## WHAT YOU ARE ASKED TO DO
Quote verbatim everything in the records below, from the line containing "the white double" down to the last line of the records, including both of those lines.

Dataset rows
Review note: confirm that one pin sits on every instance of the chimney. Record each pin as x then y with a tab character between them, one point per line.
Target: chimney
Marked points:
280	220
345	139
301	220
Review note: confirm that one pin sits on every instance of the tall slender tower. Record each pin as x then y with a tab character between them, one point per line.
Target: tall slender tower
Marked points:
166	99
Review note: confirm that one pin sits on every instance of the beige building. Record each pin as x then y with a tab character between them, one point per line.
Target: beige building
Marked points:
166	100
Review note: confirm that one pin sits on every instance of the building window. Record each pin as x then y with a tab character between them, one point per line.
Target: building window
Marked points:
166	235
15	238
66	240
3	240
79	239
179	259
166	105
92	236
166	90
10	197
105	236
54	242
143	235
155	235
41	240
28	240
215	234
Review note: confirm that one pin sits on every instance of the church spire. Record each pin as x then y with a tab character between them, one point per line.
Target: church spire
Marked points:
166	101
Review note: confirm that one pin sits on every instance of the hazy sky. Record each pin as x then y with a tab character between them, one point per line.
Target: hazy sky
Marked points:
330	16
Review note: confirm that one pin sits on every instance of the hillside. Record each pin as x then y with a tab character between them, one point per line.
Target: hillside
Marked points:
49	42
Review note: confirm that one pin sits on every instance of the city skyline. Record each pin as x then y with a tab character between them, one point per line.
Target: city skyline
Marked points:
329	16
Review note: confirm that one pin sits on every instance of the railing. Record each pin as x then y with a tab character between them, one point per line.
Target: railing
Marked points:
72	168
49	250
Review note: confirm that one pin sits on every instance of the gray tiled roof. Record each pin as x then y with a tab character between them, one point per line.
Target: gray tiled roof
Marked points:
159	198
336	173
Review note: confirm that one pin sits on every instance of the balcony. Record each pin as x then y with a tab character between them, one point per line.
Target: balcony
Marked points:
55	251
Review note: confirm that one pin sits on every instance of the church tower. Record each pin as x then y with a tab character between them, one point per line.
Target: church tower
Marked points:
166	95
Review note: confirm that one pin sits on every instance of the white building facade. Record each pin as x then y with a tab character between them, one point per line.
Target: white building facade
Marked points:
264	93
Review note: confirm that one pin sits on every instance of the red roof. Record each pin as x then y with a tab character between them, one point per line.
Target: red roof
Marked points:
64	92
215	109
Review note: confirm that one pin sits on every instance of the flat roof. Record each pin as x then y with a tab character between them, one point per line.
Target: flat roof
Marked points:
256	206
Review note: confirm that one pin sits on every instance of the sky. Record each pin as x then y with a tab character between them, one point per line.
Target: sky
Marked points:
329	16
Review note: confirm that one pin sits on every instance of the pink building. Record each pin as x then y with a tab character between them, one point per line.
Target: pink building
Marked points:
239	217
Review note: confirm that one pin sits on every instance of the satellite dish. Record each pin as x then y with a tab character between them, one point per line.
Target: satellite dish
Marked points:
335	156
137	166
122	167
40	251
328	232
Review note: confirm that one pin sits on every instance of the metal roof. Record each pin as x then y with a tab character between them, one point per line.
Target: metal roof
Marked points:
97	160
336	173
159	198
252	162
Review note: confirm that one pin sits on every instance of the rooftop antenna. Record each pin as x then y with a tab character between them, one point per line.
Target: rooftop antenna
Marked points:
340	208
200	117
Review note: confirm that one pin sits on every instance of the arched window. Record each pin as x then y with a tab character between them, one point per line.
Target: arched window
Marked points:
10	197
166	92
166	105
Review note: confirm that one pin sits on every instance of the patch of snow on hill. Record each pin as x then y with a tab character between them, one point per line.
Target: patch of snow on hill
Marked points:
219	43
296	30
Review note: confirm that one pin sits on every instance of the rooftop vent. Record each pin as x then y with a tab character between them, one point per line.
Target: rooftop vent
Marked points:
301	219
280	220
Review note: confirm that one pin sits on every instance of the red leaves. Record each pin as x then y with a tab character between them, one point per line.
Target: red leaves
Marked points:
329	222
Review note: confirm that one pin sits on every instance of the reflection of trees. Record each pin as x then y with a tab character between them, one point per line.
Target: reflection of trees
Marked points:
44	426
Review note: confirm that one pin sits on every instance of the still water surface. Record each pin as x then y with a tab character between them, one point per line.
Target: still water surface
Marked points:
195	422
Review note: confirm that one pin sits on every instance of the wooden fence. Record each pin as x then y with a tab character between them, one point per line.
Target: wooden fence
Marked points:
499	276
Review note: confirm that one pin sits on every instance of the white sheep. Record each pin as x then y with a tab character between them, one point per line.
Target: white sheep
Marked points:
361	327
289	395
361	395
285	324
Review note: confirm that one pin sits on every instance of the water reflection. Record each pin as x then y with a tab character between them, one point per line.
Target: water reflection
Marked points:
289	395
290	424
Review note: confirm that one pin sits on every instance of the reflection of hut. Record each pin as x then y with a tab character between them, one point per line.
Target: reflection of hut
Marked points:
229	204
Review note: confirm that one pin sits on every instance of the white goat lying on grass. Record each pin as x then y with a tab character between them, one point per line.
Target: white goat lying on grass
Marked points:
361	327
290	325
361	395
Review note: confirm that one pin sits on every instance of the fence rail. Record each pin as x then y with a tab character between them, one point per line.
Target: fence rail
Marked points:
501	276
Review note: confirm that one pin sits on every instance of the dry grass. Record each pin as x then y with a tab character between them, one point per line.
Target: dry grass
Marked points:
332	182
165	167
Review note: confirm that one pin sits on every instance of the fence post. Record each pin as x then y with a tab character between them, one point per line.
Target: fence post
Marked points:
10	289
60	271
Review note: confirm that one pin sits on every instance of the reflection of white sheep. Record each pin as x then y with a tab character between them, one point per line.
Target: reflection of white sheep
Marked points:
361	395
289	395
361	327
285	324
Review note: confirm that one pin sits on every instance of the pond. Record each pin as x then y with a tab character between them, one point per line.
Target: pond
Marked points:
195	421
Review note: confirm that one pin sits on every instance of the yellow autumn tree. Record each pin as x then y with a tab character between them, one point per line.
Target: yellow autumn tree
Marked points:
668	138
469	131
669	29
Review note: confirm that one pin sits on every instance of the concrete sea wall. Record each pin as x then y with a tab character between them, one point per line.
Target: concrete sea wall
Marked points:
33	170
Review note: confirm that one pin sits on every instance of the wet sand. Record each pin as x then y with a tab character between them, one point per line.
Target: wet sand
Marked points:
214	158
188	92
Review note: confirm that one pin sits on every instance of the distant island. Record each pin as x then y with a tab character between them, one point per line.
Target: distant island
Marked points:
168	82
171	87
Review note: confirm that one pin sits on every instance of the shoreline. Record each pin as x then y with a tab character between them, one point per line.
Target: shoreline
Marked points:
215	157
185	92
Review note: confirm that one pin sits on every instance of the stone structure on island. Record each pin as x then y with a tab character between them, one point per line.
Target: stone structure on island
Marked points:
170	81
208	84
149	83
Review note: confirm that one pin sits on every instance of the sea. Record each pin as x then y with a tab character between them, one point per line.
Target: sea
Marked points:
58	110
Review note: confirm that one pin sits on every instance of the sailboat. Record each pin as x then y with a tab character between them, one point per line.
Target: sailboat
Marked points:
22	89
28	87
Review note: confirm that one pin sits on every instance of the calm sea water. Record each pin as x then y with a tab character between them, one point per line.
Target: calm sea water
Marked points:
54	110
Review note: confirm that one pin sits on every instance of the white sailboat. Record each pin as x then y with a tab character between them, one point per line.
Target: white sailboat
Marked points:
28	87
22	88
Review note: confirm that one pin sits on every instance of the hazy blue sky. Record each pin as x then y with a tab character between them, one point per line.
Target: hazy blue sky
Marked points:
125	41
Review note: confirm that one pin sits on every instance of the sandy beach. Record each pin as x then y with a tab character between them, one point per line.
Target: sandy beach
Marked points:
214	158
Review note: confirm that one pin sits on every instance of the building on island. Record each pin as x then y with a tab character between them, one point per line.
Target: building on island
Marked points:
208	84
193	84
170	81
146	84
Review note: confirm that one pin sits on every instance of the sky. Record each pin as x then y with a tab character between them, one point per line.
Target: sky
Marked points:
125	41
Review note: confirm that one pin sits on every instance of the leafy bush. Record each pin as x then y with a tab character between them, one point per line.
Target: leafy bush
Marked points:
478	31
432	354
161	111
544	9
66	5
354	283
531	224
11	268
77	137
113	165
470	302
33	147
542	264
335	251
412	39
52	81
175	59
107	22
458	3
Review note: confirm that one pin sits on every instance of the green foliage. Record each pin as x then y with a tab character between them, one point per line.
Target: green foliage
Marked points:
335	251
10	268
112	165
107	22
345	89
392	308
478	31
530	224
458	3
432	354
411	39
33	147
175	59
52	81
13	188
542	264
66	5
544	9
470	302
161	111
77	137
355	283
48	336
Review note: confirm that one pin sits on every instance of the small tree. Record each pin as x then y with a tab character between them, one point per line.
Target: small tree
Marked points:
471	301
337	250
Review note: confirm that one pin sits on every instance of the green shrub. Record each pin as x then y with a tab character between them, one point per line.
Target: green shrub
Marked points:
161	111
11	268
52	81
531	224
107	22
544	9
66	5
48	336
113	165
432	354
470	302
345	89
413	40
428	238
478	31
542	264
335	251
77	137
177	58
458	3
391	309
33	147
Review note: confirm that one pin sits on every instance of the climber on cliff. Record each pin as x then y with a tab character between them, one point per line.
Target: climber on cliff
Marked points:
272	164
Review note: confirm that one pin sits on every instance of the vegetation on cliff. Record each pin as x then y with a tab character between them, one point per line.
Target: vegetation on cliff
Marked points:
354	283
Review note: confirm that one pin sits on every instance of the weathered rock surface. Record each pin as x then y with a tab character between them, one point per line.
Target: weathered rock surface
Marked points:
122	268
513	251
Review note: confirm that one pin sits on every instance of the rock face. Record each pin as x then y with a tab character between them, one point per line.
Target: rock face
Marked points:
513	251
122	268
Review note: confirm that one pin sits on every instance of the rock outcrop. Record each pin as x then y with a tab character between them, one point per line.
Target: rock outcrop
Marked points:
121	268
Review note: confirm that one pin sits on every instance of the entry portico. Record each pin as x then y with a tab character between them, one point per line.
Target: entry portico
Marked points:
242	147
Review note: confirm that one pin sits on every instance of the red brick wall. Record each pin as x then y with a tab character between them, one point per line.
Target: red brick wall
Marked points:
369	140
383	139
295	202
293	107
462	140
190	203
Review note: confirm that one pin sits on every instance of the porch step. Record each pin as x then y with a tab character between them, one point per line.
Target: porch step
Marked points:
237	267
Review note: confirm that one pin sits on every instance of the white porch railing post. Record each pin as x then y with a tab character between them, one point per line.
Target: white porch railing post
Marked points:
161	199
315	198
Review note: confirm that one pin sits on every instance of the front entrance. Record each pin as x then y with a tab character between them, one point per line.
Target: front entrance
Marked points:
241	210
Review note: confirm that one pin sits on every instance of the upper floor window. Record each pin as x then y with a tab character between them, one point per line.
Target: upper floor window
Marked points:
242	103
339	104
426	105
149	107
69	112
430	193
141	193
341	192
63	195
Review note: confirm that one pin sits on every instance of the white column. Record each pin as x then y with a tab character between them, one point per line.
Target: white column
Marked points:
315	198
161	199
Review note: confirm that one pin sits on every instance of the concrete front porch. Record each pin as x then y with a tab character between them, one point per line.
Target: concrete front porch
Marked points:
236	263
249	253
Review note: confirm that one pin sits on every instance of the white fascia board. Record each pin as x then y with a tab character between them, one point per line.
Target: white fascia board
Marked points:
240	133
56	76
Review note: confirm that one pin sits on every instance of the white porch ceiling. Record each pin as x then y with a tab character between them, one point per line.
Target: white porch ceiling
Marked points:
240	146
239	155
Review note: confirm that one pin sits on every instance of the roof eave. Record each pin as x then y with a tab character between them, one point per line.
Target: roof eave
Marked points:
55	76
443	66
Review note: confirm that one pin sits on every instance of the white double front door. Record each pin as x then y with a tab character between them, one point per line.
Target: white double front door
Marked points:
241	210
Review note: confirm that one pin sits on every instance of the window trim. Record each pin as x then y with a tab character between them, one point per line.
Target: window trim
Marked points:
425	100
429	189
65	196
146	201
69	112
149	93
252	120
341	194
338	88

## FULL RESPONSE
Review note: confirm that one pin sits on every instance of the white double front door. Record each pin as x then y with a tab character between them, one point per line.
Target: white double front door
Marked points:
241	210
Review note: confirm that one pin sits on every instance of the window trim. Record each pin as x then y with a tab character between them, one point per line.
Target: window trim
Marked points:
425	100
429	189
65	196
146	201
69	112
149	93
252	120
341	194
338	88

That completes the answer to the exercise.